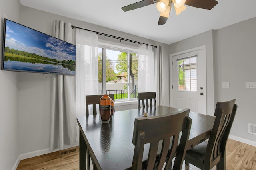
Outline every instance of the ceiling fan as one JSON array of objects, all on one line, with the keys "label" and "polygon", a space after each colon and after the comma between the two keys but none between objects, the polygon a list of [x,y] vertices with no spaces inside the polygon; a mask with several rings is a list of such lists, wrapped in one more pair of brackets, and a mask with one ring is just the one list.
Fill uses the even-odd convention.
[{"label": "ceiling fan", "polygon": [[160,25],[166,23],[172,6],[178,15],[187,8],[184,5],[211,10],[218,2],[215,0],[144,0],[121,8],[124,11],[128,11],[156,3],[156,8],[161,12],[158,20],[158,25]]}]

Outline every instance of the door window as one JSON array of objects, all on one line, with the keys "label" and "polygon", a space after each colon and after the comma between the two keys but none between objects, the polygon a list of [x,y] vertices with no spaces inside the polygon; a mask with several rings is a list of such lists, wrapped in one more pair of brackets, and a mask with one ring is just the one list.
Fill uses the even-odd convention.
[{"label": "door window", "polygon": [[197,56],[177,60],[179,91],[197,91]]}]

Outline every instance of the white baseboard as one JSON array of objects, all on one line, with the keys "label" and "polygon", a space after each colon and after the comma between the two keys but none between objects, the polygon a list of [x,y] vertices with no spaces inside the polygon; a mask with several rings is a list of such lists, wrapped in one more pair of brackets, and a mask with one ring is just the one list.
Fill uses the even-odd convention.
[{"label": "white baseboard", "polygon": [[256,142],[230,135],[228,138],[256,147]]},{"label": "white baseboard", "polygon": [[18,168],[18,166],[19,165],[19,164],[20,163],[20,155],[18,157],[18,159],[17,159],[17,160],[15,162],[13,167],[12,168],[12,170],[16,170]]},{"label": "white baseboard", "polygon": [[[63,149],[76,147],[79,145],[79,143],[78,142],[76,142],[74,145],[64,145],[63,147]],[[52,151],[50,150],[50,148],[47,148],[46,149],[42,149],[41,150],[36,150],[35,151],[33,151],[28,153],[20,154],[17,159],[17,160],[15,162],[14,165],[13,166],[12,170],[16,170],[16,169],[17,169],[18,166],[19,165],[19,164],[20,163],[20,160],[27,159],[28,158],[32,158],[33,157],[37,156],[38,156],[42,155],[44,154],[52,153],[58,150],[60,150],[60,149],[59,148],[57,148],[56,149],[55,149],[54,150]]]}]

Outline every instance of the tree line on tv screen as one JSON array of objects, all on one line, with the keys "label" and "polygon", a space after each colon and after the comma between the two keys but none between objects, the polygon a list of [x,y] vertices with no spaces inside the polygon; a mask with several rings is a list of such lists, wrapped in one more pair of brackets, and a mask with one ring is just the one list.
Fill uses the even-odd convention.
[{"label": "tree line on tv screen", "polygon": [[[9,47],[4,48],[4,61],[20,61],[54,65],[61,64],[71,71],[75,70],[76,61],[72,60],[63,60],[60,61],[56,59],[37,55],[35,53],[30,53],[14,49],[10,49]],[[9,54],[8,54],[9,53]]]}]

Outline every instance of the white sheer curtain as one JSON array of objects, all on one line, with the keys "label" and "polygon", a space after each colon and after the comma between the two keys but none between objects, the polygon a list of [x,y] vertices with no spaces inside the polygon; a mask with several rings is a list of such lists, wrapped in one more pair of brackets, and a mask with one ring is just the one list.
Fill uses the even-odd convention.
[{"label": "white sheer curtain", "polygon": [[141,45],[139,47],[138,91],[155,92],[154,51],[152,46]]},{"label": "white sheer curtain", "polygon": [[98,94],[98,43],[96,33],[79,29],[76,31],[76,78],[78,117],[86,115],[85,96]]},{"label": "white sheer curtain", "polygon": [[155,86],[156,104],[158,105],[163,105],[163,52],[162,46],[159,45],[157,50],[158,53],[155,54]]},{"label": "white sheer curtain", "polygon": [[[74,30],[70,23],[54,21],[55,37],[75,44]],[[64,144],[76,142],[76,80],[74,76],[54,75],[50,123],[50,148],[63,149]]]}]

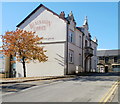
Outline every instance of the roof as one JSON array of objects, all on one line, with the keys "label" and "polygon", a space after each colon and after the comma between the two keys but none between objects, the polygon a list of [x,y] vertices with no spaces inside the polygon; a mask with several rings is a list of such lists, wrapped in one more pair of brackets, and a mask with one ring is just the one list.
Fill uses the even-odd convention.
[{"label": "roof", "polygon": [[118,55],[120,55],[120,49],[97,51],[97,56],[118,56]]},{"label": "roof", "polygon": [[[32,16],[38,9],[40,9],[41,7],[47,9],[48,11],[52,12],[54,15],[58,16],[59,18],[60,15],[58,15],[57,13],[53,12],[52,10],[48,9],[47,7],[45,7],[43,4],[40,4],[36,9],[34,9],[22,22],[20,22],[16,27],[19,27],[20,25],[22,25],[28,18],[30,18],[30,16]],[[64,21],[67,21],[66,19],[64,18],[61,18],[63,19]]]},{"label": "roof", "polygon": [[[78,29],[80,32],[82,32],[81,27],[76,27],[76,29]],[[82,32],[82,33],[84,35],[84,32]]]}]

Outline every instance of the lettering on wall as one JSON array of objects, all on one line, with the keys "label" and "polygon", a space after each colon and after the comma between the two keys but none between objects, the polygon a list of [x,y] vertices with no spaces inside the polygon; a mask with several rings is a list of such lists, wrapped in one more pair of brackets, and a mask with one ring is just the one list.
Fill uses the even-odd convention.
[{"label": "lettering on wall", "polygon": [[43,38],[43,40],[54,40],[54,37]]},{"label": "lettering on wall", "polygon": [[49,20],[37,20],[29,24],[30,29],[34,31],[45,31],[48,27],[51,26],[51,21]]}]

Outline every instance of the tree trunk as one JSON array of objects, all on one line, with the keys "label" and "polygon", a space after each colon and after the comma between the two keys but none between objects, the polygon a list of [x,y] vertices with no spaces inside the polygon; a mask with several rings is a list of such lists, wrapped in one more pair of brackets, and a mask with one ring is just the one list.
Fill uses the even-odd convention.
[{"label": "tree trunk", "polygon": [[25,67],[25,57],[23,57],[23,70],[24,70],[24,77],[26,77],[26,67]]}]

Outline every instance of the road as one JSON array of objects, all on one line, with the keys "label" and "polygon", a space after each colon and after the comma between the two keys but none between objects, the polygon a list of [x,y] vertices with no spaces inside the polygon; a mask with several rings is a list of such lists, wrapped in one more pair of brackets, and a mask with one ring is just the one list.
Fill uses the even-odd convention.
● ● ●
__Written task__. Reproduce all the entries that precede this task, word for word, minus any pictures.

__Expected answer__.
Outline every instance of the ceiling fan as one JSON array of objects, all on one line, with the keys "label" and "polygon", a space after each colon and after the comma between the two keys but none between objects, the polygon a list of [x,y] vertices with no spaces inside the polygon; a mask with several rings is a list of such lists, wrapped in one more pair of brackets, and a mask with one ring is just the one list.
Fill uses the even-odd convention.
[{"label": "ceiling fan", "polygon": [[160,25],[166,23],[172,6],[178,15],[187,8],[184,5],[211,10],[218,2],[215,0],[144,0],[121,8],[124,11],[128,11],[156,3],[156,8],[161,12],[158,20],[158,25]]}]

Outline every instance of the door window as one JSON array of objects, all on one line, with the keys "label" and "polygon", a space after each colon and after the comma between the two keys but none between objects, the polygon a list of [x,y] vertices with no spaces inside the polygon; a mask with several rings is a list of such lists, wrapped in one more pair of brackets, and a mask with one ring is just the one list.
Fill uses the even-odd convention.
[{"label": "door window", "polygon": [[197,56],[177,60],[179,91],[197,91]]}]

Outline every instance of the white baseboard as one JSON array of objects, all on one line, with the keys "label" and "polygon", a space after each colon and after the comma between the two keys but none between objects, the polygon a list of [x,y] vertices with no spaces inside the polygon; a mask with several rings is a list of such lists, wrapped in one more pair of brackets, and a mask with one ring is just the one list.
Fill uses the even-odd convention.
[{"label": "white baseboard", "polygon": [[256,142],[230,135],[228,138],[256,147]]},{"label": "white baseboard", "polygon": [[18,168],[18,166],[19,165],[19,164],[20,163],[20,155],[18,157],[18,159],[17,159],[17,160],[15,162],[13,167],[12,168],[12,170],[16,170]]},{"label": "white baseboard", "polygon": [[[63,149],[76,147],[79,145],[79,143],[78,142],[76,142],[74,145],[64,145],[63,147]],[[52,151],[50,150],[50,148],[47,148],[46,149],[42,149],[41,150],[36,150],[35,151],[33,151],[28,153],[20,154],[17,159],[17,160],[15,162],[14,165],[13,166],[12,170],[16,170],[16,169],[17,169],[18,166],[19,165],[19,164],[20,163],[20,160],[27,159],[28,158],[32,158],[33,157],[37,156],[38,156],[42,155],[44,154],[52,153],[58,150],[60,150],[60,149],[59,148],[57,148],[56,149],[55,149],[54,150]]]}]

Outline every instance of the tree line on tv screen as one JSON array of objects, all on one line, with the keys "label" and "polygon", a space after each colon and after the comma between the two keys but none between objects, the polygon a list of [x,y] vertices with no spaces inside the polygon; a mask with several rings is a list of such lists, wrapped in one more pair of brackets, and a mask with one ring is just the one list.
Fill uses the even-odd convention.
[{"label": "tree line on tv screen", "polygon": [[[9,47],[4,48],[4,61],[20,61],[54,65],[61,64],[71,71],[75,70],[76,61],[72,60],[63,60],[60,61],[56,59],[37,55],[35,53],[30,53],[14,49],[10,49]],[[9,54],[8,54],[9,53]]]}]

Outline every instance of the white sheer curtain as one JSON array of objects, all on one line, with the keys "label" and "polygon", a space after each colon and after the comma between the two keys but none between objects, the polygon a list of [x,y] vertices with no spaces inside the polygon; a mask with several rings is a list of such lists, wrapped in one more pair of brackets, and a mask with one ring is just the one list.
Fill uses the even-odd convention.
[{"label": "white sheer curtain", "polygon": [[141,45],[139,47],[138,91],[155,92],[154,51],[152,46]]},{"label": "white sheer curtain", "polygon": [[98,94],[98,43],[96,33],[79,29],[76,31],[76,78],[78,117],[86,115],[85,96]]},{"label": "white sheer curtain", "polygon": [[155,86],[156,104],[158,105],[163,105],[163,52],[162,46],[159,45],[157,50],[158,53],[155,54]]},{"label": "white sheer curtain", "polygon": [[[74,30],[70,23],[54,21],[55,37],[75,44]],[[64,144],[76,142],[76,80],[74,76],[54,75],[50,123],[50,148],[63,149]]]}]

Outline every instance of the roof as one JSON array of objects, all on one line, with the keys "label" and "polygon", a space after each colon and after the comma between the two keys but none between objects, the polygon a list of [x,y] vertices with no spaces inside the polygon; a mask with several rings is a list of such lists, wrapped in one more pair of brackets, and a mask with one ring is just the one list.
Fill uses the even-odd convention.
[{"label": "roof", "polygon": [[118,55],[120,55],[120,49],[97,51],[97,56],[118,56]]},{"label": "roof", "polygon": [[[32,16],[38,9],[40,9],[41,7],[47,9],[48,11],[52,12],[54,15],[58,16],[59,18],[60,15],[58,15],[57,13],[53,12],[52,10],[48,9],[47,7],[45,7],[43,4],[40,4],[36,9],[34,9],[22,22],[20,22],[16,27],[19,27],[20,25],[22,25],[28,18],[30,18],[30,16]],[[64,21],[67,21],[66,19],[64,18],[61,18],[63,19]]]},{"label": "roof", "polygon": [[[78,29],[80,32],[82,32],[81,27],[76,27],[76,29]],[[82,32],[82,33],[84,35],[84,32]]]}]

Outline every instance of the lettering on wall as one JSON array of objects, all on one line, with the keys "label" and "polygon", a space after each colon and after the comma between the two keys but none between objects, the polygon a list of [x,y] vertices with no spaces inside the polygon; a mask with several rings is a list of such lists, wrapped in one more pair of brackets, and a mask with one ring is just the one list.
Fill uses the even-odd convention.
[{"label": "lettering on wall", "polygon": [[43,38],[43,40],[54,40],[54,37]]},{"label": "lettering on wall", "polygon": [[49,20],[37,20],[29,24],[30,29],[34,31],[45,31],[48,27],[51,26],[51,21]]}]

Outline every instance of the tree trunk as one JSON array of objects, all on one line, with the keys "label" and "polygon", a space after each colon and after the comma between the two keys but none between objects, the polygon a list of [x,y] vertices with no spaces inside the polygon; a mask with several rings is a list of such lists, wrapped in one more pair of brackets, and a mask with one ring is just the one list.
Fill uses the even-odd convention.
[{"label": "tree trunk", "polygon": [[25,67],[25,57],[23,57],[23,70],[24,70],[24,77],[26,77],[26,67]]}]

Outline every instance of the road as one JSON array of objects, all on one line, with the keys "label" and "polygon", a space after each colon and after the comma between the two keys but none between objects, the polygon a list of [x,y] vertices with no spaces inside the polygon; a mask with several rings is a list of such lists, wrapped in one more pair of brackets, and a mask with one ring is just the one list.
Fill uses the even-odd convention.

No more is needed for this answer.